| TEXTE DE LECTURE |
Comment filmer la violence ?


Quatre mots qui s’alignent et qui, à eux seuls, amènent d’innombrables problématiques. Pour bien des cinéastes qui tentent de s’y essayer, la violence occupe une place de choix dans le septième art et apporte avec elle des questionnements éthiques. En effet, comment se placer pour filmer cette dernière, sans pour autant tomber dans une forme d’obscénité ? Malheureusement, beaucoup de succès récents témoignent d’une prise à la légère de cette question, pourtant ô combien essentielle, et le cinéma moderne semble se diriger vers une banalisation, consciente ou non, de la violence.
Cependant, questionner l’effet pour mieux l’user est tout à fait possible et bien des auteurs y sont parvenu. Ainsi, un réalisateur comme Sam Peckinpah joue sur le découpage, le morcellement confus pour mieux exprimer le chaos qui naît de celui-ci, tandis qu’un autre comme David Cronenberg choisit de la représenter comme une extension du corps humain, et donc par extension, de la nature humaine.
De fait, la violence n'est plus superflue, mais devient un élément réflexif. Au sein de ces réalisateurs, un en particulier me paraît important à analyser, tant son approche sort du lot : Dario Argento, maître du giallo que l’on ne présente désormais plus, et Les Frissons de l’angoisse, un de ses manèges horrifiques les plus riches et qui représente parfaitement comment l’auteur ordonne cette vision de la violence.


Pourtant, au premier abord, Les frissons de l'angoisse semble souvent perfectible. Son rythme bringuebalant est mis à mal par des saillies humoristiques qui ne fonctionnent qu'à moitié et le script parvient tant bien que mal à donner l'épaisseur à son casting. Heureusement, passée cette première impression, il devient évident que toute la maestria de l'artiste italien ne provient pas de sa plume correct, mais de sa capacité à capturer une horreur crue et sans fards. En effet, là où beaucoup d'auteurs préfèrent prendre une certaine distance vis-à-vis des litres d'hémoglobines que leur objectif capture, Argento dénote en cela qu'il embrasse justement le gore et le filme au premier plan, dans une optique qui jusqu'au-boutiste.
Tel une funambule, son œuvre oscille constamment sur une ligne fragile entre moral et immoral. Ainsi, par son jeu sur la subjectivité, ses couleurs criardes, ses inserts sur les blessures ou autres plaies ouvertes, Les Frissons de l'angoisse adopte lors de la plupart des séquences de meurtres le point de vue du meurtrier. Un choix plus qu'osé, qui va animer inconsciemment le "ça" du spectateur, le défiant de prendre plaisir à assister à cette danse macabre, où les corps sont malmenés avec un plaisir à la limite du malsain.


Par conséquent, l'œuvre tend même vers un érotisme assumé, où chaque montée en puissance trouve son orgasme dans le meurtre, et tout le fétichisme qui tourne autour. Le couteau devient alors un symbole phallique évident (que l'on retrouve très souvent dans la filmographie de l'auteur), complétement assumé, et chacun des homicides parait autant être le résultat d'un trouble mental évident que celui d'une libido exacerbée, malade qui n'attend qu'à exploser. Encore une fois, Argento flirte avec l’immoral pour mieux nous mettre en face de nos propres pulsions. Confronté à tout cela, impossible pour le spectateur de s'échapper. Le cadre cloisonne ou isole, mais ne laisse jamais inactif notre regard, face à ce spectacle qui réveille les pulsions.

| EXERCICES PROPOSÉS |
A: D'après le texte sur la façon de filmer la violence, dans quel but Argento flirte-t-il avec l'immoral dans Les Frissons de l'angoisse ? Répondez en une ou deux phrases.
B: Résumez en trois phrases le texte sur la façon de filmer la violence.
C: Reprenez le texte sur la façon de filmer la violence à partir de sa dernière phrase et poursuivez-le.

| ENTRÉES DE LA LISTE |
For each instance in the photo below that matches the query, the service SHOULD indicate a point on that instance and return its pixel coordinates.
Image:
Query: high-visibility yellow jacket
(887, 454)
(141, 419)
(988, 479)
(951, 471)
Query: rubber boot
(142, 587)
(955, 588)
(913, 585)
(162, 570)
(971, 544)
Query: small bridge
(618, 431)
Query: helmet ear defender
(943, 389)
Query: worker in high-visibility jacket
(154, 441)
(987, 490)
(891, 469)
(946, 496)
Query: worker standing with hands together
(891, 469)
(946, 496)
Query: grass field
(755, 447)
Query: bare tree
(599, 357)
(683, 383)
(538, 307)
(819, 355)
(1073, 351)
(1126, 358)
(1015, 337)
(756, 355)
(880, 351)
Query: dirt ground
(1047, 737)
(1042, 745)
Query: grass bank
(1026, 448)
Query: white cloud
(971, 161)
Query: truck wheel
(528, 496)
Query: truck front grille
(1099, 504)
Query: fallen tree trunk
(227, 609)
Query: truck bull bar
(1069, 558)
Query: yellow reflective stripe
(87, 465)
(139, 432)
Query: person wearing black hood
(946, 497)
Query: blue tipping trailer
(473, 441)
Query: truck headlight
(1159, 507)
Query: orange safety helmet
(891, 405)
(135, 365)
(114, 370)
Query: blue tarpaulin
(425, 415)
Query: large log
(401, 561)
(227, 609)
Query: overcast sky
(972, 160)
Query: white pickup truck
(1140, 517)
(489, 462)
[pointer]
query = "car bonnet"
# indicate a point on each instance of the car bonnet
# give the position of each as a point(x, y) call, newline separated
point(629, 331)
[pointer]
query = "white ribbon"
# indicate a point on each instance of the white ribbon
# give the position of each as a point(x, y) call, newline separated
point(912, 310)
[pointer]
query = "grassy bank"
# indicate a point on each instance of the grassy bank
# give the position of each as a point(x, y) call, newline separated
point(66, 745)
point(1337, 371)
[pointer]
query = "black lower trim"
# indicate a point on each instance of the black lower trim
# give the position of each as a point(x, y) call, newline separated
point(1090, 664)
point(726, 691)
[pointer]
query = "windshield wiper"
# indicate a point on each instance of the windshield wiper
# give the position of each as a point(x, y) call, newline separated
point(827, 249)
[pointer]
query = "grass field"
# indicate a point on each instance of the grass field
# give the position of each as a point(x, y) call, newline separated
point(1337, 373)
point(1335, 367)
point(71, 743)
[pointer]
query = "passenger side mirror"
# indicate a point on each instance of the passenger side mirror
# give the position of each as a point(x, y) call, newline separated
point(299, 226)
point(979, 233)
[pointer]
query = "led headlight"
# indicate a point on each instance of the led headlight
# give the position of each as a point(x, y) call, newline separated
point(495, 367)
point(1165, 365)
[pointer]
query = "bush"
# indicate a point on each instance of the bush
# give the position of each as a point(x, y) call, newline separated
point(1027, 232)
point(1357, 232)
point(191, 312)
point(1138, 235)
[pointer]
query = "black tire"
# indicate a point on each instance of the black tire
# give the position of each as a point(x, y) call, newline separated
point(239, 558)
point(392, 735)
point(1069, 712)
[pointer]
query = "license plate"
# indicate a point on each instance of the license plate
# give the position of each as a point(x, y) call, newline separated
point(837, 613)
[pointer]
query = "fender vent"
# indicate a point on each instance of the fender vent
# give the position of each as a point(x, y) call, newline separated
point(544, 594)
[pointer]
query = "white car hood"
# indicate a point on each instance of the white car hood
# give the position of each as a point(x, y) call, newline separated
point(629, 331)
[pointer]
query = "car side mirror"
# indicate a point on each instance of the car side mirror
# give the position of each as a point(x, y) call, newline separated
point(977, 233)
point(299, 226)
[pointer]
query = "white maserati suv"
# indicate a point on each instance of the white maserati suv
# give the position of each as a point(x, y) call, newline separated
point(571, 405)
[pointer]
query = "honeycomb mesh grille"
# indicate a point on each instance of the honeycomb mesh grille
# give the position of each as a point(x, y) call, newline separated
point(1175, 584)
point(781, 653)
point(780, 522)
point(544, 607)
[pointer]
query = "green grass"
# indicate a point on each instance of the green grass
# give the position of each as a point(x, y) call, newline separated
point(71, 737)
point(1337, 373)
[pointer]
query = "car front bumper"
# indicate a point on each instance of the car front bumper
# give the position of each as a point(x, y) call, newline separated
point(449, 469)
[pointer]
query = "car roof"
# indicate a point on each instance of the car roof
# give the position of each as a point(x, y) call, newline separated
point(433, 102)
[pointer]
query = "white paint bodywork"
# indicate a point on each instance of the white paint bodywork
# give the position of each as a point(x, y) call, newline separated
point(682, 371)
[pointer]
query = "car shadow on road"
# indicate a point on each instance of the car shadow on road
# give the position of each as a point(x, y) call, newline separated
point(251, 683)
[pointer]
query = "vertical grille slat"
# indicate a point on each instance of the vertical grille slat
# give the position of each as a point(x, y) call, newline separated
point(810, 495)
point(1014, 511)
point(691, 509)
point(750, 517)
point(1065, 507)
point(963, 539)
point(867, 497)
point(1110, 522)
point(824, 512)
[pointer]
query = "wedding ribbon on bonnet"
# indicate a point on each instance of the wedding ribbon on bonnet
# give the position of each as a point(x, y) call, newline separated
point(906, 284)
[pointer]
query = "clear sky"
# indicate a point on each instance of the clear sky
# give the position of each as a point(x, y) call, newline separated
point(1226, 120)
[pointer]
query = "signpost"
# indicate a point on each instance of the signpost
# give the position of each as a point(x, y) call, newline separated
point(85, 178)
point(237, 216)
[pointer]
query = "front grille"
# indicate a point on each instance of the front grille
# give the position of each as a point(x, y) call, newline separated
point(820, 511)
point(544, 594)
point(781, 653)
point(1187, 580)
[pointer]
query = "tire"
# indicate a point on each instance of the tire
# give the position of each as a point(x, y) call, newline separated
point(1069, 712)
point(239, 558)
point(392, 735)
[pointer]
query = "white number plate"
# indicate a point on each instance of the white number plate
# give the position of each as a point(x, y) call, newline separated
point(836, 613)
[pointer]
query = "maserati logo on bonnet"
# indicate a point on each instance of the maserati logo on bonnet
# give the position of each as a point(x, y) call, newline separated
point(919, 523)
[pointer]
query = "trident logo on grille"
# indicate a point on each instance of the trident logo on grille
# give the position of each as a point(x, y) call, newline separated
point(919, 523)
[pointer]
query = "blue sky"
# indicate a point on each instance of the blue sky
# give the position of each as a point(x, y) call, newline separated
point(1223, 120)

| RÉPONSES ATTENDUES |
A: Argento flirte avec l'immoral pour mieux placer le spectateur face à ses propres pulsions. Le cadre ne laisse jamais son regard inactif devant ce spectacle qui réveille les pulsions.

B: Le texte s'inquiète d'une banalisation de la violence dans le cinéma moderne, tout en rappelant que des cinéastes comme Sam Peckinpah et David Cronenberg en ont fait un élément réflexif. Il s'attache ensuite à Dario Argento et aux Frissons de l'angoisse, un film qui paraît d'abord perfectible mais dont la force tient à une horreur crue, filmée au premier plan. En adoptant le point de vue du meurtrier et en liant les meurtres à un érotisme assumé, Argento flirte avec l'immoral pour confronter le spectateur à ses propres pulsions.

C:
Les mouvements de caméra qui viennent briser ce stoïcisme participent eux aussi à jouer sadiquement avec les nerfs de l'audience, mais aussi avec ses attentes. Ainsi, durant le premier assassinat, la caméra envisage chaque partie de son espace comme un potentiel mortel, à l'image de ce couloir vide sur lequel s'attarde l'objectif et qui laisse logiquement craindre le pire. Argento déploie de la sorte une sorte de bac à sable, où le langage cinématographique devient un jouet que l'on peut tordre dans tous les sens pour provoquer une émotion intense chez l'audience.


Cet aspect permet d'apporter une forme de ludisme à l'œuvre toute entière. C'est au spectateur de deviner où et quand frappera la mort, mais aussi d'entrevoir la finalité de toute l’intrigue, celle-ci étant visible dès les premières minutes. En donnant toutes les clés à son public, le cinéaste choisit de construire avec lui un jeu du chat et de la souris. C’est une forme d’horreur presque récréative, que met donc en avant le cinéaste et, afin d'avoir le fin mot de l'histoire, il faut, à l'instar du protagoniste de David Hemmings, apprendre à voir au-delà des apparences.
Des apparences qui concernent autant le petit monde qui l'entoure que les formes d'art qu'il croise sur son chemin. En effet, Les frissons de l'angoisse suit la traque d'un meurtrier, mais se révèle aussi et surtout être un voyage au sein du monde de l'art. Théâtre, musique ou peinture cachent ainsi une part de la vérité et et c'est rejouant une scène cruciale, en écoutant la mélodie naïve d'une chansonnette enfantine ou en tentant de reconstruire l'image que l'on s'est faite d'un tableau que l'on pourra la déterrer.


Un beau discours, auquel on peut aisément donner une dimension méta fascinante, dans laquelle Argento se représente dans Carlo, tueur perturbé pour qui l'œuvre est le terreau de toutes les pulsions et les traumas.




Tu joues pour l’art. Je joue pour survivre.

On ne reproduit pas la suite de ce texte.